Objective: Convert every line of the data below into a JSON list of strings, one string per line, skipping any blank lines. Leave out the pictures.

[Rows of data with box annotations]
■ ■ ■ ■ ■ ■ ■

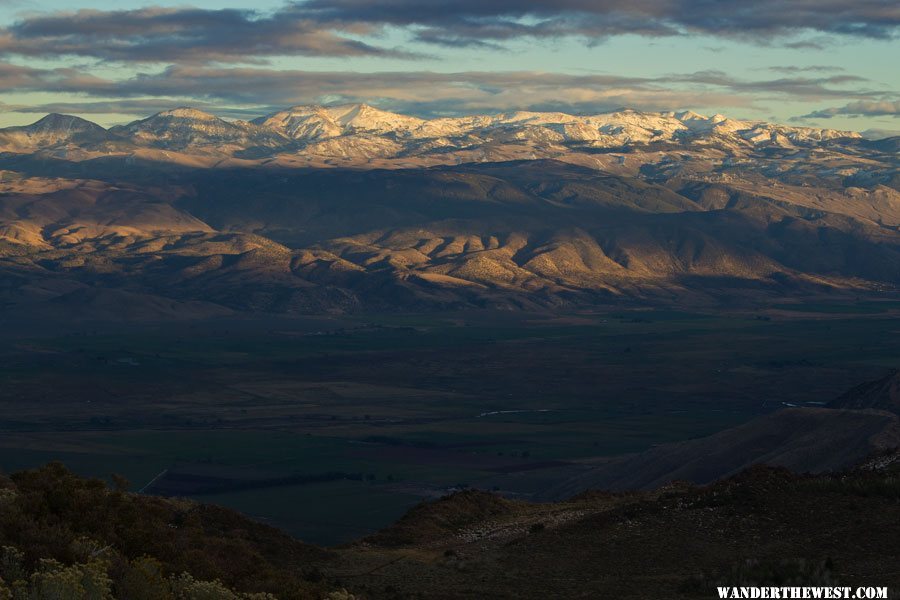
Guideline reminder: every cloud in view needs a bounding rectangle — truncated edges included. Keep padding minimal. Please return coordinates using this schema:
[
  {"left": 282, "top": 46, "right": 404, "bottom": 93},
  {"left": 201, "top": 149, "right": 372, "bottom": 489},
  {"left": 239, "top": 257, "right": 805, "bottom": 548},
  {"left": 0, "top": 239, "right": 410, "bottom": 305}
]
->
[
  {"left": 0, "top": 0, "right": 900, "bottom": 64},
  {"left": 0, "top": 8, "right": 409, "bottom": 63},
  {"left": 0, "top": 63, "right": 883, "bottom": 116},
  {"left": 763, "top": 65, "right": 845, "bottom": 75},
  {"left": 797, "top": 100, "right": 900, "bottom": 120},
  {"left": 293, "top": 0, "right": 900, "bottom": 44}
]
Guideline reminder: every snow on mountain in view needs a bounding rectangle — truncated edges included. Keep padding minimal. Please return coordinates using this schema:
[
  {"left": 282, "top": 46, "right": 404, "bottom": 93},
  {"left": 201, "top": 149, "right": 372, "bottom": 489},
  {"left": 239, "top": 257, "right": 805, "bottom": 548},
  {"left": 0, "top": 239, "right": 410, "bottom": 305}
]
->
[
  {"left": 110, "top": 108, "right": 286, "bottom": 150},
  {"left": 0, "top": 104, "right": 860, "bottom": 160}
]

■ ■ ■ ■ ■ ■ ■

The reply:
[
  "Guideline reminder: every cloud in view needs a bounding rectangle — truncated edges included. Keep padding minimal. Please return coordinates using this schema:",
  "[",
  "  {\"left\": 282, \"top\": 46, \"right\": 404, \"bottom\": 93},",
  "  {\"left\": 201, \"top\": 149, \"right\": 372, \"bottom\": 489},",
  "  {\"left\": 239, \"top\": 257, \"right\": 805, \"bottom\": 548},",
  "  {\"left\": 0, \"top\": 239, \"right\": 410, \"bottom\": 305}",
  "]",
  "->",
  "[",
  "  {\"left\": 0, \"top\": 0, \"right\": 900, \"bottom\": 64},",
  "  {\"left\": 0, \"top\": 8, \"right\": 409, \"bottom\": 63},",
  "  {\"left\": 0, \"top\": 63, \"right\": 883, \"bottom\": 116},",
  "  {\"left\": 763, \"top\": 65, \"right\": 845, \"bottom\": 75},",
  "  {\"left\": 797, \"top\": 100, \"right\": 900, \"bottom\": 120},",
  "  {\"left\": 293, \"top\": 0, \"right\": 900, \"bottom\": 44}",
  "]",
  "Guideline reminder: every snow on mountain in view needs a bounding rectangle — truncated edges included. Keep padding minimal. Please return coordinates using this schema:",
  "[",
  "  {\"left\": 282, \"top\": 46, \"right\": 404, \"bottom\": 93},",
  "  {\"left\": 201, \"top\": 149, \"right\": 372, \"bottom\": 489},",
  "  {\"left\": 239, \"top\": 257, \"right\": 805, \"bottom\": 548},",
  "  {\"left\": 0, \"top\": 239, \"right\": 410, \"bottom\": 305}",
  "]",
  "->",
  "[",
  "  {\"left\": 110, \"top\": 108, \"right\": 286, \"bottom\": 150},",
  "  {\"left\": 0, \"top\": 104, \"right\": 860, \"bottom\": 160}",
  "]"
]